WHAT THE TASK ASKS: Look through the entries and report how many lines include the word "instance". Give the number alone.

Stored data
------------

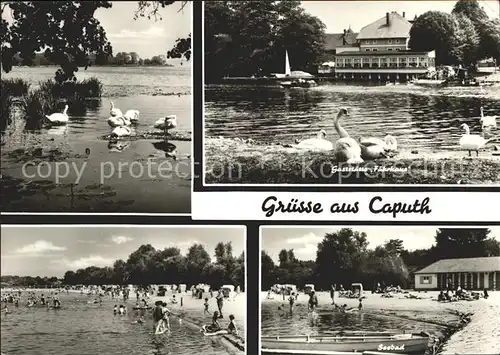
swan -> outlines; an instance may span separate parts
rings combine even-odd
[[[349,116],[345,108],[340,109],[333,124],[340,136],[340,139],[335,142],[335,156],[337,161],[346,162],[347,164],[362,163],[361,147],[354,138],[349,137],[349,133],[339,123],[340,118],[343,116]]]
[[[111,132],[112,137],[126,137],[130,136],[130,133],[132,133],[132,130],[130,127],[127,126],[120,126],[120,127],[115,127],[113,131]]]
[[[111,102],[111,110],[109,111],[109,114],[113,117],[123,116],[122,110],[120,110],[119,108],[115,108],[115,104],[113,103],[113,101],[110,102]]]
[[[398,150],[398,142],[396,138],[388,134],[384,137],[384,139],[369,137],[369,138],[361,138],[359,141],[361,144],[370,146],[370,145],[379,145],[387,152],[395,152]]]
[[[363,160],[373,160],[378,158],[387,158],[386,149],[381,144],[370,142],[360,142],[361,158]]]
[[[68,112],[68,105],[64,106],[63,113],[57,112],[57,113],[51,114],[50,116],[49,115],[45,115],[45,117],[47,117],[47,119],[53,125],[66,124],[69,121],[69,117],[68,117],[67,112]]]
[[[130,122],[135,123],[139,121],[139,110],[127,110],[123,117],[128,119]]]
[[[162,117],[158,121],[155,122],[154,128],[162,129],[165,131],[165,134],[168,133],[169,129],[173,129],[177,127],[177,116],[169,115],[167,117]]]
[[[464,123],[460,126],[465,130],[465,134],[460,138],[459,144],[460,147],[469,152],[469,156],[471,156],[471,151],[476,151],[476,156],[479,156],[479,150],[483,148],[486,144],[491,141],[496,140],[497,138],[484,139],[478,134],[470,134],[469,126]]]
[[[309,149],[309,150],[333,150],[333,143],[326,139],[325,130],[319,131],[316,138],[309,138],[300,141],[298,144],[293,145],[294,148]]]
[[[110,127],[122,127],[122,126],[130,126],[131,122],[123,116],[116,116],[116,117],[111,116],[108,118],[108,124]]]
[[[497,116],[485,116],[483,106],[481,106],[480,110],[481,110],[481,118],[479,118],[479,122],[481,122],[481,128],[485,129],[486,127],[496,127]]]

------------

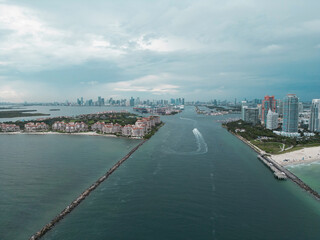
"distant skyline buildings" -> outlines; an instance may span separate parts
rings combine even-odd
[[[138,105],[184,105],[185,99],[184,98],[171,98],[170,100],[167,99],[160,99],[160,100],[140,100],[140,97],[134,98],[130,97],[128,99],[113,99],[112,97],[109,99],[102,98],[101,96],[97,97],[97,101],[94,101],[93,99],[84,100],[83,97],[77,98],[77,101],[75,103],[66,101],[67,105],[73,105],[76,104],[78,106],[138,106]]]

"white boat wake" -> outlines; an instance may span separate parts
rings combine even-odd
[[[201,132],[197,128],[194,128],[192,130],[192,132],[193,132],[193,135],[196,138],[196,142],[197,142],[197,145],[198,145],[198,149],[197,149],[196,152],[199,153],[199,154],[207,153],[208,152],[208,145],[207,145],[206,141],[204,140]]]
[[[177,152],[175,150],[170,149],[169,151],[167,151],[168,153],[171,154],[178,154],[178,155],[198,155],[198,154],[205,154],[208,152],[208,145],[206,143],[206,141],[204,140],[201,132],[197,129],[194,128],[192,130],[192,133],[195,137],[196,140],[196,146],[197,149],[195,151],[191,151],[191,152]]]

------------

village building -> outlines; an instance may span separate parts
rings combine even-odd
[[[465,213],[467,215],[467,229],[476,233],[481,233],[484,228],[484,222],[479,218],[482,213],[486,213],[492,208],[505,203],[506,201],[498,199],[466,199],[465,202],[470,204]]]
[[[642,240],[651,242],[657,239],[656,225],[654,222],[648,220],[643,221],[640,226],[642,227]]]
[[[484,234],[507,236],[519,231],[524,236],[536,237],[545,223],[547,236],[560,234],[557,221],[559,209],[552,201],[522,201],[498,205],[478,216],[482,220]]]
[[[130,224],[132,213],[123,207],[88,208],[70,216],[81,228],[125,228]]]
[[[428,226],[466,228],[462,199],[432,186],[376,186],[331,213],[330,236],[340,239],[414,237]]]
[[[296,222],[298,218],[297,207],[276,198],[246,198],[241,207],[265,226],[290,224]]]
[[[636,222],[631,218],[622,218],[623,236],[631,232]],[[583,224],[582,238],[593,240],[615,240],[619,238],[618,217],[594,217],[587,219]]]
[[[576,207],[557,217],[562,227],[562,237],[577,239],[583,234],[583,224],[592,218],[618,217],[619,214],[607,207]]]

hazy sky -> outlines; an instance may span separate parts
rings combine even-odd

------------

EXPECTED ANSWER: 5